_PROVIDED INFORMATION_
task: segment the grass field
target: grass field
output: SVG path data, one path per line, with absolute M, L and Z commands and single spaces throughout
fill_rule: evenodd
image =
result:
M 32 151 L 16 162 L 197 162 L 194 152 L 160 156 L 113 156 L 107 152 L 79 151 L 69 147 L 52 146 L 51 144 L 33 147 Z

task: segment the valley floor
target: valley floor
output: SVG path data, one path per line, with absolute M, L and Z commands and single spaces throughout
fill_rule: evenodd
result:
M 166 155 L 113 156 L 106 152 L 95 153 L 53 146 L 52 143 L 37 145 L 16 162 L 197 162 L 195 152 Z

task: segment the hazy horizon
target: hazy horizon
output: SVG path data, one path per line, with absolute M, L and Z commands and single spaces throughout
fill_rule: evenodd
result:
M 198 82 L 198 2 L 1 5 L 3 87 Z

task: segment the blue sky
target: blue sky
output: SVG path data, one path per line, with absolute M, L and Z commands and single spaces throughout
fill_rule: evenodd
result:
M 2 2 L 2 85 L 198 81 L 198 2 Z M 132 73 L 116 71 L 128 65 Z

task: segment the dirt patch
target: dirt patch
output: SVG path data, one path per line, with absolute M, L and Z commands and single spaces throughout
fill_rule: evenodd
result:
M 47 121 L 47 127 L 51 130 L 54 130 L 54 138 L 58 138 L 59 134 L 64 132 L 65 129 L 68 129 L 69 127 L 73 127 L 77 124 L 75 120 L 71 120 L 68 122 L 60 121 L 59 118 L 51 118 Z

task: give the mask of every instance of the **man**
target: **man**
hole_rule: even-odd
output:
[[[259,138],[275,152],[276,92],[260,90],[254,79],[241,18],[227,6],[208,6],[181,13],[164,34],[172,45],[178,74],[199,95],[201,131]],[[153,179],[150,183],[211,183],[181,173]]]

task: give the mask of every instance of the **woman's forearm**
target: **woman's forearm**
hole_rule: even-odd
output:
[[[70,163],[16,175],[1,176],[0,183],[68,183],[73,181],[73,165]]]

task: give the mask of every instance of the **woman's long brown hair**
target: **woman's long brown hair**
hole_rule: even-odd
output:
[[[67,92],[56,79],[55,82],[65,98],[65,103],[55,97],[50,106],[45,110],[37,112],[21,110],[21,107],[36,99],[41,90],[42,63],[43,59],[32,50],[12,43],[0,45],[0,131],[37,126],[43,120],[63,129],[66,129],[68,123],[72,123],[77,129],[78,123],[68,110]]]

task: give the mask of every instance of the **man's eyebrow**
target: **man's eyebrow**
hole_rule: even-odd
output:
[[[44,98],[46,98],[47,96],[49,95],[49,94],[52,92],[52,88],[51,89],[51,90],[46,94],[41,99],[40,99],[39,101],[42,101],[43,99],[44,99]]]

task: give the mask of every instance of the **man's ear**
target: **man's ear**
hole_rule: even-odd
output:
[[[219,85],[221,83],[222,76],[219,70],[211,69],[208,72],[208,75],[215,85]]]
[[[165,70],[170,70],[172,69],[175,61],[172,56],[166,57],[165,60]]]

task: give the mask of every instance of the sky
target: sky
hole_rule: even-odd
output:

_YOUR INSTRUCTIONS_
Only the lines from the one containing "task: give the mask of every instance of the **man**" through the end of the entries above belong in the answer; repeat them exactly.

_FINISHED ANSWER_
task: give the mask of every instance of the **man**
target: **man**
hole_rule: even-odd
output:
[[[259,138],[275,152],[276,92],[260,90],[254,79],[241,18],[227,6],[208,6],[181,13],[164,34],[172,45],[178,74],[199,95],[201,131]],[[153,179],[150,183],[211,183],[181,173]]]

task: give the mask of every instance of the **woman's forearm**
target: **woman's forearm**
hole_rule: even-odd
output:
[[[70,163],[16,175],[1,176],[0,183],[68,183],[73,181],[73,165]]]

task: give the mask of every instance of the **woman's long brown hair**
target: **woman's long brown hair**
hole_rule: even-odd
output:
[[[67,92],[56,79],[55,82],[65,98],[65,103],[55,97],[50,106],[45,110],[37,112],[21,110],[21,107],[36,99],[41,90],[42,63],[43,59],[32,50],[12,43],[0,45],[0,131],[37,126],[43,120],[63,129],[66,129],[68,123],[72,123],[77,129],[78,123],[68,110]]]

task: give the mask of every instance of the **man's eyebrow**
target: **man's eyebrow**
hole_rule: even-odd
output:
[[[44,98],[46,98],[47,96],[49,95],[49,94],[52,92],[52,88],[51,89],[51,90],[46,94],[41,99],[40,99],[39,101],[42,101],[43,99],[44,99]]]

task: give the mask of every instance of the **man's ear**
target: **man's ear**
hole_rule: even-odd
output:
[[[219,85],[221,83],[222,76],[219,70],[211,69],[208,72],[208,75],[215,85]]]
[[[165,70],[170,70],[172,69],[175,61],[172,56],[166,57],[165,60]]]

task: give the mask of every instance of the sky
target: sky
hole_rule: even-odd
output:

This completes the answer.